Activity:
Retype, word for word, each line between the lines holding "positive clicks: (149, 294) (109, 323)" and "165L149 141L131 161L115", inclusive, and leave the rest of the data alone.

▬▬▬▬▬▬

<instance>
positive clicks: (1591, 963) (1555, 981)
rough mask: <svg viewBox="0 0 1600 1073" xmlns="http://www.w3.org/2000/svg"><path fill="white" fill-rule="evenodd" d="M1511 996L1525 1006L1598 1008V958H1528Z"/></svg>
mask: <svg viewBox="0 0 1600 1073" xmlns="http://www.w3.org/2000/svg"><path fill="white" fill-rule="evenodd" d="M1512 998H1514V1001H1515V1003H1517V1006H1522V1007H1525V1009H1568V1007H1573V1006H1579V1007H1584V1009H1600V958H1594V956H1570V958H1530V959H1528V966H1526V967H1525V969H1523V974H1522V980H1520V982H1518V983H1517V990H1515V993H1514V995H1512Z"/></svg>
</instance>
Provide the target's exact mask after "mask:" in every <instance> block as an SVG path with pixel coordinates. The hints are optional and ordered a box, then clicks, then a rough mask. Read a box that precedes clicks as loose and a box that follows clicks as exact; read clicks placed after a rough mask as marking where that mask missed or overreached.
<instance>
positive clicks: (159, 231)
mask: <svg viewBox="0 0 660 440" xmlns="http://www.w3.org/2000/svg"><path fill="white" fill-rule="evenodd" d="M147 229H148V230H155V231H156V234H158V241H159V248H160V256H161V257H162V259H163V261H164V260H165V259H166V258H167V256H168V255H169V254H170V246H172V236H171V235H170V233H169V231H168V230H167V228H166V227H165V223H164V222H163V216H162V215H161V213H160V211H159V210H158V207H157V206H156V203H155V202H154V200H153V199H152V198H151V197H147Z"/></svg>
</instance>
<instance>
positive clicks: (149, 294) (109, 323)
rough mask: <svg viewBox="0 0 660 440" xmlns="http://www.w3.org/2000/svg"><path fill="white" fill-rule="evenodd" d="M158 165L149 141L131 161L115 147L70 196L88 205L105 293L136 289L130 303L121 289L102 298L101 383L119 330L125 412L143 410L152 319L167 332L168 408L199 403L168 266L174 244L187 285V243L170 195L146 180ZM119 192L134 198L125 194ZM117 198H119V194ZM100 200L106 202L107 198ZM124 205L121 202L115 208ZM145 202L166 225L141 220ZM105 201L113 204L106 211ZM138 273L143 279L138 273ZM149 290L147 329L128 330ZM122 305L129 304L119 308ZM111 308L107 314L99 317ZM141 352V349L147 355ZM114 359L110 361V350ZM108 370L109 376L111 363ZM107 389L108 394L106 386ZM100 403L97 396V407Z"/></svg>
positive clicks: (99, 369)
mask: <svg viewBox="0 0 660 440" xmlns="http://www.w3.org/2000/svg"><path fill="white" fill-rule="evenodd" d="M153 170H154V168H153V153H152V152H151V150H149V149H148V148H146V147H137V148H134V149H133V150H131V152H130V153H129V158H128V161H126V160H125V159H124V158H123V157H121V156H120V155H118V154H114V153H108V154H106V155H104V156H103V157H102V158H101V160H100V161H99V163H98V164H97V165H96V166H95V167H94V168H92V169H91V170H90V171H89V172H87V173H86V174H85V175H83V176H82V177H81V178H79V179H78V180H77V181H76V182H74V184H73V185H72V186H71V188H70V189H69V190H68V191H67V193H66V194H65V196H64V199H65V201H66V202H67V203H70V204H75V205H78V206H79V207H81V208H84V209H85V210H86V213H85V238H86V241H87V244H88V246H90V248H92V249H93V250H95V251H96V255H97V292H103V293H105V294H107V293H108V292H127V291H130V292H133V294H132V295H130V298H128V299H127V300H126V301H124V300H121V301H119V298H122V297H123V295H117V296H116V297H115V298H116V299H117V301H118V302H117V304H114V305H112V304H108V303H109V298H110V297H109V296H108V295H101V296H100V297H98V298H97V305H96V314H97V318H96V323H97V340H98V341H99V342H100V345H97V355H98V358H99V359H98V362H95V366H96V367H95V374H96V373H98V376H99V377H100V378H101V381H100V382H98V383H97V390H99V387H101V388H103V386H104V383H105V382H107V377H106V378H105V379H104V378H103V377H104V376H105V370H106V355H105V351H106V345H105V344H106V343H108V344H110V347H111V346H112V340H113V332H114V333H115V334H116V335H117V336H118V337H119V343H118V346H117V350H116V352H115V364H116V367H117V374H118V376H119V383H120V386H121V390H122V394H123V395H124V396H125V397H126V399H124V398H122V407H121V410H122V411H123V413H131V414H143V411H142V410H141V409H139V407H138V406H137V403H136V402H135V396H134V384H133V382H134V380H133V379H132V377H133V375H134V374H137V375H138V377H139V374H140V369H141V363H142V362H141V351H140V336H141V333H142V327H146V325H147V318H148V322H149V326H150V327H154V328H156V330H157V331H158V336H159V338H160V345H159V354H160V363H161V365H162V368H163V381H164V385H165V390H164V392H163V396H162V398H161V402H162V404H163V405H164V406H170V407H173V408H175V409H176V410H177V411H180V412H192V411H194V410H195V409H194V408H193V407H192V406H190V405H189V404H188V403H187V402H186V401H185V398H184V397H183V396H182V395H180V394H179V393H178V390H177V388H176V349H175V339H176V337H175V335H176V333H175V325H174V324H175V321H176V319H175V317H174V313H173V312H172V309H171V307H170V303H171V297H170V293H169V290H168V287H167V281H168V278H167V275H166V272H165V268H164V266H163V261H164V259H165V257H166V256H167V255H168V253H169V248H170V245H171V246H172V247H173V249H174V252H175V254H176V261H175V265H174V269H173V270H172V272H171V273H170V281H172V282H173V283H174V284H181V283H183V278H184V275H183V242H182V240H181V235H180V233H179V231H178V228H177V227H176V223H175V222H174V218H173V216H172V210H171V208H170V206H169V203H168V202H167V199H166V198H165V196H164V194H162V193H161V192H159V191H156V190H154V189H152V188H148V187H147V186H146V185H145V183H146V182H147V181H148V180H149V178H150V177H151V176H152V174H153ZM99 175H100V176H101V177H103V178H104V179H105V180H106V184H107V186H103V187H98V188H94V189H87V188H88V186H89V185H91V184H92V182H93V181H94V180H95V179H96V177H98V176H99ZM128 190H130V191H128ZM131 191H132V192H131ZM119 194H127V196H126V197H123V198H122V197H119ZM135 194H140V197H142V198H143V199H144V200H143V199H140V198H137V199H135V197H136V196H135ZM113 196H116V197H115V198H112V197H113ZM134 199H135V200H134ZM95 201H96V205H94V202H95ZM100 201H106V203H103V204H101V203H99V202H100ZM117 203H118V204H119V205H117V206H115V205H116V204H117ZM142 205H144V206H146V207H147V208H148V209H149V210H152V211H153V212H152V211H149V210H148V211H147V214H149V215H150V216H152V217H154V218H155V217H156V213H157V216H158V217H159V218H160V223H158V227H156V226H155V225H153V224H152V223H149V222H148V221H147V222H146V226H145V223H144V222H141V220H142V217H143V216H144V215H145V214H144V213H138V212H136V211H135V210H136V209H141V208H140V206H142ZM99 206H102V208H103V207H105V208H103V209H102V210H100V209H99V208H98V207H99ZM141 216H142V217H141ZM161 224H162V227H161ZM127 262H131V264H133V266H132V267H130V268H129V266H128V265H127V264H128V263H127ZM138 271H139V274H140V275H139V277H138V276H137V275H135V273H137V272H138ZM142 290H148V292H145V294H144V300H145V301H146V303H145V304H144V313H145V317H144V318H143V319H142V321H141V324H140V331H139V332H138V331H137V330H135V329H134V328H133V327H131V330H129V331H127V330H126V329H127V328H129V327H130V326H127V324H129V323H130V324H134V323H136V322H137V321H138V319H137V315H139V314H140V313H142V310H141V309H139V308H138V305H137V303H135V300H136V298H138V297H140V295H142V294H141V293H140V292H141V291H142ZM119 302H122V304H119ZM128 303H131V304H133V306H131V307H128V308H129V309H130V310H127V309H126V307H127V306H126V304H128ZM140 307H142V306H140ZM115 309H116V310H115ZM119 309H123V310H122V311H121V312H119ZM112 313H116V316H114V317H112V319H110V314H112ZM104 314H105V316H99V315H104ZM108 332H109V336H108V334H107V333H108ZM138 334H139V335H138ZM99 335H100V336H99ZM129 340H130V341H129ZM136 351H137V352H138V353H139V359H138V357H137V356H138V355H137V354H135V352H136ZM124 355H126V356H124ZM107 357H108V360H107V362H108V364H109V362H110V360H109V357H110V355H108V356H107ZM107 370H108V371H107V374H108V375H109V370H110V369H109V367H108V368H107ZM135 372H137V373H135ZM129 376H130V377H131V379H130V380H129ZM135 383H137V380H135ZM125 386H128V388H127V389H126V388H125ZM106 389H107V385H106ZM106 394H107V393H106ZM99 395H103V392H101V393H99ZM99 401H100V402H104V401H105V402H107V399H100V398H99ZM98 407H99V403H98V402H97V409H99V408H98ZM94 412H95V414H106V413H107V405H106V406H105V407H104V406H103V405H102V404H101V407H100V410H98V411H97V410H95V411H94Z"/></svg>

▬▬▬▬▬▬

Completed task:
positive clicks: (149, 294) (109, 323)
rough mask: <svg viewBox="0 0 660 440" xmlns="http://www.w3.org/2000/svg"><path fill="white" fill-rule="evenodd" d="M158 165L149 141L131 161L115 147L70 196L88 205L105 293L136 289L130 303L121 289L102 298L101 383L119 330L125 412L143 410L152 319L167 332L168 408L199 403L168 266L174 244L187 285V243L170 195L146 180ZM119 192L134 198L125 194ZM117 198H119V194ZM100 200L106 202L107 198ZM124 205L121 202L115 208ZM145 202L166 225L141 220ZM105 201L113 204L106 211ZM138 273L143 279L138 273ZM149 290L147 329L128 330ZM122 305L129 304L119 308ZM111 308L107 314L99 317ZM141 352V349L147 355ZM114 359L110 361V350ZM108 370L109 376L111 363ZM107 389L108 394L106 386ZM100 403L97 396V407Z"/></svg>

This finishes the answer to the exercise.